Instructions for the task
Copy out the entries below, swapping every "query_string" for "search_term" and keeping everything else unchanged.

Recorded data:
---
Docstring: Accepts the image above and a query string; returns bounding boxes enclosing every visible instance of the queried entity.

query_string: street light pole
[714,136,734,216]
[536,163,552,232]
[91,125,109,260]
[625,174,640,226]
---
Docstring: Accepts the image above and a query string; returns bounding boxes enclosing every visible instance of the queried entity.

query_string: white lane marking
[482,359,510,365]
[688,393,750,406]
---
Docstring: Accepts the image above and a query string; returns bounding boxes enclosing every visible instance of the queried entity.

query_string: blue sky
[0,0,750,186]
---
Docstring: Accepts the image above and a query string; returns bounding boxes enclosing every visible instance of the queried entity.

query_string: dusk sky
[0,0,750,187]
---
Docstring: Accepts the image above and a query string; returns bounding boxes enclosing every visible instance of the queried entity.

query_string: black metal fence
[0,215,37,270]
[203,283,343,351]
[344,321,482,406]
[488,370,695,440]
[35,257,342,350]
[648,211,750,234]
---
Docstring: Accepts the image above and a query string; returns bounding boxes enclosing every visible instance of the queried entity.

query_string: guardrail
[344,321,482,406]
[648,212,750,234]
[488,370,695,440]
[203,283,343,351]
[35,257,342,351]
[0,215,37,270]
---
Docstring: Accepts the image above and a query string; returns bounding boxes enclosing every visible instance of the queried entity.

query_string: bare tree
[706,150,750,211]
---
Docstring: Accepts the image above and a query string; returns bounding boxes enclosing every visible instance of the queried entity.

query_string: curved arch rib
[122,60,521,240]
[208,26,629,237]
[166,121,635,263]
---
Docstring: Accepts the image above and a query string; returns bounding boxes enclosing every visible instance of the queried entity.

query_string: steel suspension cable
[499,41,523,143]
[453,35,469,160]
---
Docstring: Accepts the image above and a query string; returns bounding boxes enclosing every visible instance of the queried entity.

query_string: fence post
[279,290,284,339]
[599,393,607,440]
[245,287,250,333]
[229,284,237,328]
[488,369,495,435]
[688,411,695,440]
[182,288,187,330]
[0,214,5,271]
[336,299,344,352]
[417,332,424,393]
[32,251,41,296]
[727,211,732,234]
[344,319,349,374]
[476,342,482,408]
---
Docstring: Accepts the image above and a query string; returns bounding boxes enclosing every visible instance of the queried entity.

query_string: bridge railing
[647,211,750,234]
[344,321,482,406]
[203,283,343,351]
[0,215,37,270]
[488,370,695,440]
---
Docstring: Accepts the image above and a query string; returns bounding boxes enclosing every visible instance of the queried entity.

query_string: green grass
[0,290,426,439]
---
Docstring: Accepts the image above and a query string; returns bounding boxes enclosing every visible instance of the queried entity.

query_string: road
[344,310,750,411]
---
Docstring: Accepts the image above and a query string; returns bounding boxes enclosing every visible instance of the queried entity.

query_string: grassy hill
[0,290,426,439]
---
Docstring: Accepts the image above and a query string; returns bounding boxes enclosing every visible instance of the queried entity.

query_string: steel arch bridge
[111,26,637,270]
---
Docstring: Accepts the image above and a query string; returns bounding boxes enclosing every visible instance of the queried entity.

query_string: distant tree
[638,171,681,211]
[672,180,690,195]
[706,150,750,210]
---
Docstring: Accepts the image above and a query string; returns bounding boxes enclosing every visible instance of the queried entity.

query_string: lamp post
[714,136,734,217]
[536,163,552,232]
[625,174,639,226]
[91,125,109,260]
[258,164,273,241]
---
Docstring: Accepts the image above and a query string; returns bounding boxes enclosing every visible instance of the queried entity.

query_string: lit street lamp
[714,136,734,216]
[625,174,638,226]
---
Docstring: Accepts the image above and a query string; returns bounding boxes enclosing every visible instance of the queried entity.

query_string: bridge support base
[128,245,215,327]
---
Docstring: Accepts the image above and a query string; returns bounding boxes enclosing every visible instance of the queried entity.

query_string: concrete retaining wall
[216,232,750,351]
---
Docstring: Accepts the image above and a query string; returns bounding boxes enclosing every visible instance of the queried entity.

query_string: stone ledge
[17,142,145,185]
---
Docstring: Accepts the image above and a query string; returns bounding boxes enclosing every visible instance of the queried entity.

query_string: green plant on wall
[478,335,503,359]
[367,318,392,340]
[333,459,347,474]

Task output
---
Docstring: Accepts the image above and a query string; returns bounding boxes enclosing every visible instance of the queried entity.

search_term: street light pole
[714,136,734,216]
[536,163,552,232]
[91,125,109,260]
[625,174,640,226]
---
Docstring: Accepts the image above and a query string; returns bounding boxes enclosing every visible instance of the queried entity.

search_term: white lane marking
[482,359,510,365]
[688,393,750,406]
---
Docstring: Accepts the image above and a query string; returns bounding boxes enclosing every visible instance of the queried entity.

search_term: blue sky
[0,0,750,186]
---
Docstring: Accepts the image above and a query string; returns bounding boxes enclosing every visible instance of the queried entity.

search_term: dusk sky
[0,0,750,187]
---
Docstring: Accepts the image above and a query string; returns bounding boxes enclosing every visible instance of the queried entity.

search_term: black metal fence
[0,215,37,270]
[203,283,343,351]
[344,321,482,406]
[488,370,695,440]
[35,257,342,350]
[648,211,750,234]
---
Docstring: Accepts the image above and a query string; returns bounding boxes enclosing every visible instance of the queried entity.

search_term: guardrail
[344,321,482,406]
[648,212,750,234]
[488,370,695,440]
[203,283,343,351]
[35,257,342,351]
[0,215,37,270]
---
Docstring: Accepts the image above and a query string; returns bounding boxes enclosing every visible instance of the queried entity.

search_term: bare tree
[706,150,750,211]
---
Docstring: Accepts the image above and a query string; returns bounding boxes enclosing every visible instance of the queried entity.

search_term: curved arch rib
[122,60,521,240]
[208,26,629,237]
[166,121,635,263]
---
Docstring: Accepts the image above and a query string; returns bounding boxes enclosing every visible instance of the queried entity.

search_term: steel suspension cable
[499,41,523,143]
[453,35,469,160]
---
Docstring: Accepts the image above and a query string; returns bounding boxes enclosing every visible instance of the queried entity.

search_term: fence post
[279,290,284,339]
[599,393,607,440]
[245,287,250,333]
[229,284,237,328]
[488,369,495,435]
[688,411,695,440]
[182,288,187,330]
[0,214,5,271]
[336,299,344,352]
[417,332,424,393]
[32,251,41,296]
[727,211,732,234]
[344,319,349,374]
[476,342,482,408]
---
Docstring: Accepts the image above and a query string; returns bounding boxes enclosing every visible instance of the queried entity.

search_term: bridge railing
[647,211,750,234]
[344,321,482,406]
[203,283,343,351]
[0,215,37,270]
[488,370,695,440]
---
Docstring: Accepts the image above and a query string; returns bounding boxes enclosing every visible instance of the queried entity.

search_term: green grass
[0,290,426,439]
---
Docstring: Accepts the image above and a query string; returns bounding boxes enclosing every visible instance of the queried entity.

search_term: road
[344,310,750,411]
---
Docstring: Accepts the image above and a query string; returns bounding boxes enclosing every visible instance of the queried entity.

search_term: grassy hill
[0,290,426,439]
---
Docstring: Accepts the image above and a query string; returns bounding boxes enclosing every visible instance of the queried entity.

search_term: steel arch bridge
[111,26,637,270]
---
Docstring: Accepts the image above and a query string; returns bounding boxes enclosing every visible instance of the queried entity.

search_term: distant tree
[638,171,681,211]
[672,180,690,195]
[706,150,750,210]
---
Docstring: Accepts the image above and a query string; returns bounding boxes enclosing every visible instance of the queried entity.

search_term: lamp post
[714,136,734,217]
[536,163,552,232]
[625,174,639,226]
[91,125,109,260]
[258,164,273,241]
---
Docstring: Accepts the image above and a query string; returns bounding boxes enclosing every visible instance of the queried entity.

search_term: lit street lamp
[714,136,734,216]
[625,174,638,226]
---
Docstring: Accepts the image above and a query string; returns bounding boxes enclosing every visible instance of the queried entity.

search_term: bridge support base
[128,245,215,327]
---
Docstring: Accepts the image above and a query string; returns bounding boxes enclosing every visible instance of the queried entity.

search_term: concrete retaining wall
[216,232,750,351]
---
Docstring: Accepts the image above and a query string; returns bounding boxes enclosing every visible instance of the queried entity.

search_term: stone ledge
[17,142,145,185]
---
Docstring: Accepts the image above and a query string; returns bounding boxes enclosing every visible instance of the queried entity.

search_term: green plant on wall
[478,335,503,359]
[367,318,392,340]
[333,459,347,474]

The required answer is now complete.